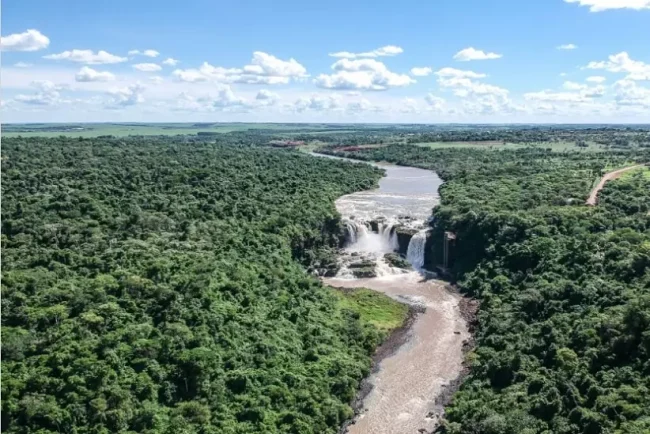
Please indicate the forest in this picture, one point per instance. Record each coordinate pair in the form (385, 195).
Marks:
(563, 329)
(158, 285)
(161, 284)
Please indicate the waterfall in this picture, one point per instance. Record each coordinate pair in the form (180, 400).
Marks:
(389, 235)
(415, 252)
(356, 230)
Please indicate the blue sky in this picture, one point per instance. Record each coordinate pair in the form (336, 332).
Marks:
(476, 61)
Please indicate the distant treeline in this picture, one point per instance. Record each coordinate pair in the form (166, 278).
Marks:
(563, 337)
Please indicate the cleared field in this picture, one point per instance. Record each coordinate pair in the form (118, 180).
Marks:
(154, 129)
(497, 145)
(373, 307)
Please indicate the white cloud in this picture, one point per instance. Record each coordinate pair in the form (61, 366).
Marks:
(363, 74)
(421, 72)
(226, 98)
(266, 95)
(266, 98)
(434, 102)
(126, 96)
(409, 105)
(87, 56)
(458, 73)
(147, 53)
(596, 79)
(47, 94)
(318, 103)
(147, 67)
(582, 94)
(363, 105)
(87, 74)
(388, 50)
(29, 40)
(629, 93)
(263, 69)
(622, 62)
(603, 5)
(571, 85)
(472, 53)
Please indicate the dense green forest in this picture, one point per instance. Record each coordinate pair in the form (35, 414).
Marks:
(563, 330)
(158, 285)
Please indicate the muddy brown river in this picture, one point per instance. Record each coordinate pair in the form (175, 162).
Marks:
(407, 383)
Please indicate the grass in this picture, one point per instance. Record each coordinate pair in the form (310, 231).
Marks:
(555, 146)
(153, 129)
(641, 171)
(374, 307)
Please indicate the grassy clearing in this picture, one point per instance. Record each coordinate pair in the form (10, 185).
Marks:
(641, 171)
(555, 146)
(374, 307)
(145, 129)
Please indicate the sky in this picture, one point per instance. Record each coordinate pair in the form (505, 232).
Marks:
(426, 61)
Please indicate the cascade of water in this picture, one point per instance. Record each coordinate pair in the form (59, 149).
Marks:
(415, 252)
(355, 230)
(389, 235)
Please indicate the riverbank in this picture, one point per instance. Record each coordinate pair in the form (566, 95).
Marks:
(418, 364)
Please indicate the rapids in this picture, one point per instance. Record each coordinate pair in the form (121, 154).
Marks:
(406, 383)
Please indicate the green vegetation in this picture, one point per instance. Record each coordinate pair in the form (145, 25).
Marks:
(155, 286)
(374, 308)
(563, 333)
(160, 284)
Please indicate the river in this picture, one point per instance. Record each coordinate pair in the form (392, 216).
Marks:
(406, 384)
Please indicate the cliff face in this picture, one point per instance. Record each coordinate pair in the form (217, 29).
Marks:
(404, 236)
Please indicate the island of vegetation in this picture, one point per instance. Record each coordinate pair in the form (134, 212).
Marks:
(162, 284)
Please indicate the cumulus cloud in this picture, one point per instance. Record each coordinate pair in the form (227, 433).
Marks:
(318, 103)
(571, 85)
(147, 67)
(472, 53)
(387, 50)
(87, 74)
(87, 57)
(126, 96)
(580, 94)
(622, 62)
(263, 69)
(226, 98)
(434, 102)
(362, 74)
(421, 72)
(629, 93)
(147, 53)
(29, 40)
(596, 79)
(267, 97)
(47, 94)
(458, 73)
(479, 98)
(603, 5)
(363, 105)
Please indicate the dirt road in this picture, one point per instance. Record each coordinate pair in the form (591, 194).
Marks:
(593, 197)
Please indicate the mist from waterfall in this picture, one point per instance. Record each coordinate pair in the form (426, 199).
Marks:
(362, 239)
(417, 248)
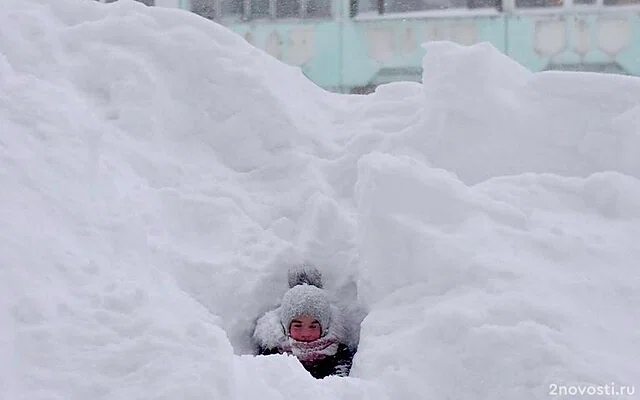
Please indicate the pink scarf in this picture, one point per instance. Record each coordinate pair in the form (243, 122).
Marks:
(310, 352)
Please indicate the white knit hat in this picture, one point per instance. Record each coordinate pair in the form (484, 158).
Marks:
(305, 300)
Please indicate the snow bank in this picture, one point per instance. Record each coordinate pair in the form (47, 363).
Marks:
(160, 176)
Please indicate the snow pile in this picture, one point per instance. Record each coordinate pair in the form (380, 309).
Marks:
(160, 176)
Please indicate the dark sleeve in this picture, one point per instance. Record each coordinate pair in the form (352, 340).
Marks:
(343, 361)
(264, 351)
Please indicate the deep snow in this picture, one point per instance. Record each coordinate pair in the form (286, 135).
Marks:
(159, 177)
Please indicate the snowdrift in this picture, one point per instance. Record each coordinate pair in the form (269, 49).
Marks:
(160, 176)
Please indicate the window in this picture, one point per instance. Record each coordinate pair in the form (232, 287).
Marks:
(204, 8)
(287, 8)
(232, 8)
(318, 9)
(260, 9)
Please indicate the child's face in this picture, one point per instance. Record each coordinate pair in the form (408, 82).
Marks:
(305, 329)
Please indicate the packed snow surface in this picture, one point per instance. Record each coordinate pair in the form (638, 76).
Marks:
(159, 176)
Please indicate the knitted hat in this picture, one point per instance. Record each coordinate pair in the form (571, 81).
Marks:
(305, 300)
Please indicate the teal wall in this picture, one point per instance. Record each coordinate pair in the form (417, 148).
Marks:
(344, 53)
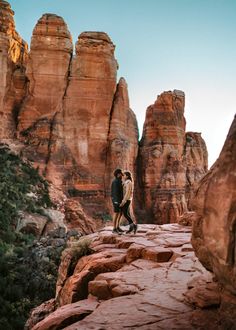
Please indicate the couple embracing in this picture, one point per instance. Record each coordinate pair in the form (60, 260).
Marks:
(121, 195)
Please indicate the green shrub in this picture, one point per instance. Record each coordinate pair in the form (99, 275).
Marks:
(23, 285)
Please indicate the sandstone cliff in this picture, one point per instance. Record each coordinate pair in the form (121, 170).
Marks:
(170, 161)
(76, 124)
(214, 226)
(70, 117)
(13, 56)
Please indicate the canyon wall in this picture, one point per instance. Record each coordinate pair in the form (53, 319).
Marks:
(214, 225)
(170, 161)
(13, 56)
(75, 123)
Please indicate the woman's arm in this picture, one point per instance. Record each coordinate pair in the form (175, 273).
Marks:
(128, 192)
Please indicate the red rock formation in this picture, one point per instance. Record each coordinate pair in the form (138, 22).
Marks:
(86, 117)
(214, 226)
(123, 135)
(69, 120)
(165, 160)
(196, 158)
(13, 55)
(47, 71)
(130, 281)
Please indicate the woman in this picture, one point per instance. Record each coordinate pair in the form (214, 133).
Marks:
(128, 188)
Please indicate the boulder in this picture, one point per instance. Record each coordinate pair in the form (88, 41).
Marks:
(214, 225)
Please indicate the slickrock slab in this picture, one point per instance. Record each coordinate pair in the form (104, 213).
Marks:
(67, 314)
(145, 286)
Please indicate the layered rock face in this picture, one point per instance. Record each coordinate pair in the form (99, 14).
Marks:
(47, 72)
(133, 281)
(77, 126)
(214, 226)
(13, 56)
(122, 137)
(70, 117)
(87, 109)
(169, 161)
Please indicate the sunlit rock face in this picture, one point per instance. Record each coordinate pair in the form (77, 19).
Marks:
(47, 72)
(86, 118)
(165, 157)
(214, 226)
(75, 115)
(13, 56)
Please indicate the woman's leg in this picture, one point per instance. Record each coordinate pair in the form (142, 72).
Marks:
(126, 213)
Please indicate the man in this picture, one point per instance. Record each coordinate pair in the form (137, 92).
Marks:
(117, 196)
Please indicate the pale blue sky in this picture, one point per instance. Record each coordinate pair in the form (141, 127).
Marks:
(161, 45)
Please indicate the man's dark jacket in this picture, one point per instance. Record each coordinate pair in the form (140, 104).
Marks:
(116, 191)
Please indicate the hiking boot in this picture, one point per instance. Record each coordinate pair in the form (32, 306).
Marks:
(115, 231)
(131, 228)
(120, 230)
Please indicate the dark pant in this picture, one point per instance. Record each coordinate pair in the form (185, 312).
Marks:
(126, 213)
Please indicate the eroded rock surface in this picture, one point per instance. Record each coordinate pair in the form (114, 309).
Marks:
(170, 161)
(148, 281)
(214, 226)
(13, 56)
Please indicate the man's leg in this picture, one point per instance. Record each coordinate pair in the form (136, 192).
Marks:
(118, 221)
(115, 218)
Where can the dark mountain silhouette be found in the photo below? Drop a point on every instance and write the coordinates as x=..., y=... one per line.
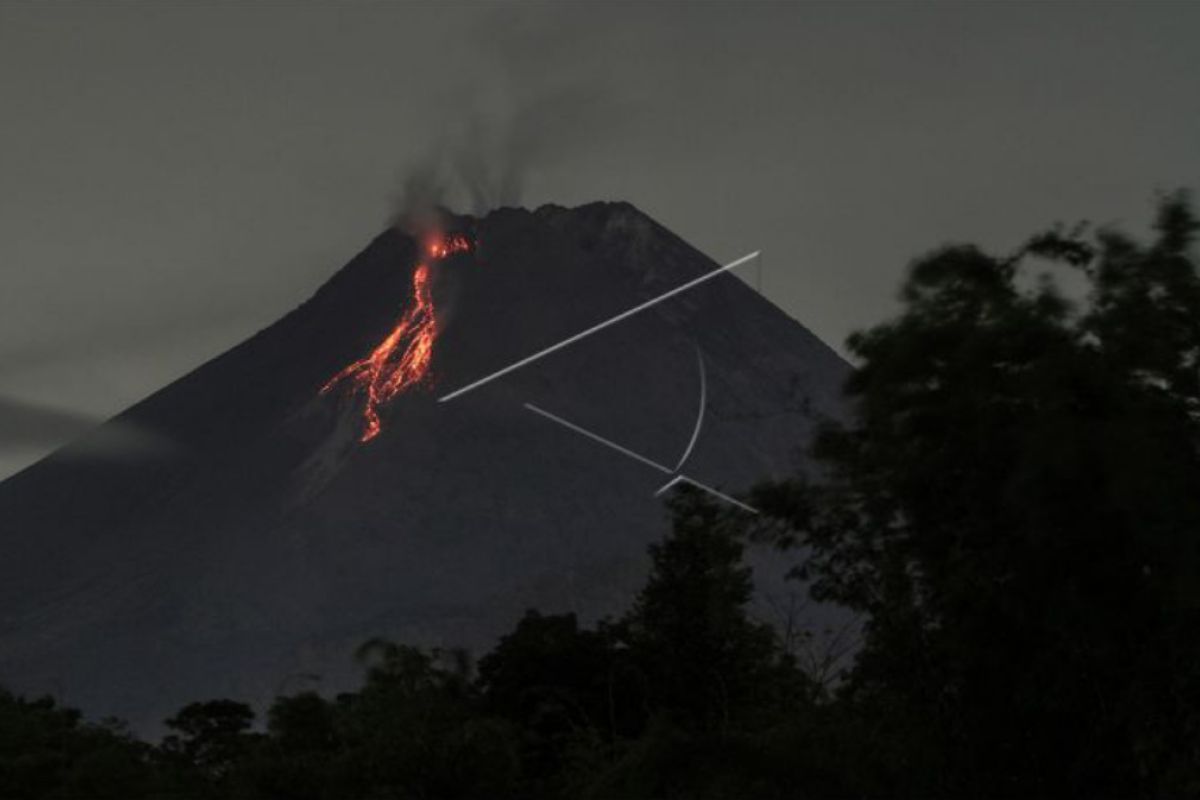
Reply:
x=263, y=542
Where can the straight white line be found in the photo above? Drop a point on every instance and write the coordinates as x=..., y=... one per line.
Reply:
x=594, y=437
x=684, y=479
x=600, y=326
x=667, y=485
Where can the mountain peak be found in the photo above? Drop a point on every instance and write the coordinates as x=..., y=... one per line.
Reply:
x=276, y=537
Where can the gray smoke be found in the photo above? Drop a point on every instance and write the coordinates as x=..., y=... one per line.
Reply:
x=520, y=118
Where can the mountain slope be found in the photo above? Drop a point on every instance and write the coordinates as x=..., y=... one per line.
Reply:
x=268, y=541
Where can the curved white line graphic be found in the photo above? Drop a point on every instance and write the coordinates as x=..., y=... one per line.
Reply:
x=700, y=414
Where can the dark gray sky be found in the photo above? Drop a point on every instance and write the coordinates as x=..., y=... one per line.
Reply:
x=177, y=175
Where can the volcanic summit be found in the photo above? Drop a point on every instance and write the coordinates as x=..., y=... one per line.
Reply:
x=317, y=493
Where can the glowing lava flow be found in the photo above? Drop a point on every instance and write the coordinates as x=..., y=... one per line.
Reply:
x=401, y=360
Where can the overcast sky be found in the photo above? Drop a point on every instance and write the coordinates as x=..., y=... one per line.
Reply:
x=177, y=175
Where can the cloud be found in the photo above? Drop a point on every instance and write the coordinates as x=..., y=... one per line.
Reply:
x=504, y=125
x=25, y=425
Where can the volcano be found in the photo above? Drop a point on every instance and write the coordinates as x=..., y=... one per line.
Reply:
x=280, y=530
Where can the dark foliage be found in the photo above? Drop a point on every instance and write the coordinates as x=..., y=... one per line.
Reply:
x=1014, y=509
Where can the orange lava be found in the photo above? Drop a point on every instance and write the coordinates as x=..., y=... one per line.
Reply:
x=402, y=359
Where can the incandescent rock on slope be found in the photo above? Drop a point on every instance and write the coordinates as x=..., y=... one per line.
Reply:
x=268, y=542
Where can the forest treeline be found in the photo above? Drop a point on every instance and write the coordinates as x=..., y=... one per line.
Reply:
x=1013, y=507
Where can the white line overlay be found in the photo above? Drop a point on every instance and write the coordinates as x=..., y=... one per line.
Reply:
x=630, y=453
x=600, y=326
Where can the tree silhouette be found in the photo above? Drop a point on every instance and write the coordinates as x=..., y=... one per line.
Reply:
x=1015, y=507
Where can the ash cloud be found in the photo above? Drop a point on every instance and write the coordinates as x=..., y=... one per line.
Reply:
x=520, y=118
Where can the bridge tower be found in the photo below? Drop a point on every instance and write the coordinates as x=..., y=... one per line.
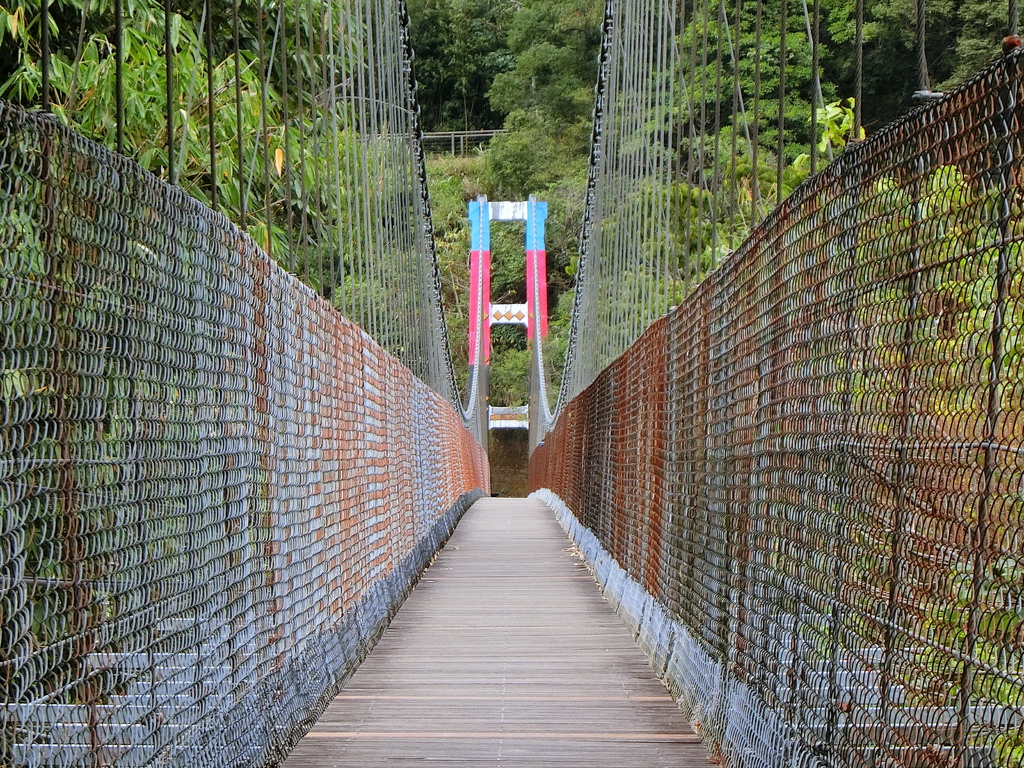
☆ ☆ ☆
THE PROBLEM: Word for word, output the lines from the beginning of the listing through the line holding "Please indicate the white cloud" and nothing beyond them. Omit the pictures.

RESPONSE FOR THIS EXERCISE:
Please indicate the forest in this picture, one point per instance. Record each coordinate pair in the form (385, 195).
Marks:
(563, 329)
(158, 285)
(161, 284)
Please indicate the waterfall in this picture, one point per instance. Record each coordinate pair in the form (180, 400).
Marks:
(389, 235)
(415, 252)
(356, 230)
Please indicate the blue sky in this picture, one point per instance. Record each coordinate pair in the form (336, 332).
Marks:
(476, 61)
Please indicate the distant treeline in this picture, one point per instance. Record each coordinate pair in the form (166, 278).
Marks:
(563, 337)
Please indicate the cleared field in this picture, one point per instance. Record each coordinate pair in the form (118, 180).
Marks:
(154, 129)
(497, 145)
(373, 307)
Please indicate the white cloud in this picture, one point per instance. Record each coordinate pair in the form (61, 366).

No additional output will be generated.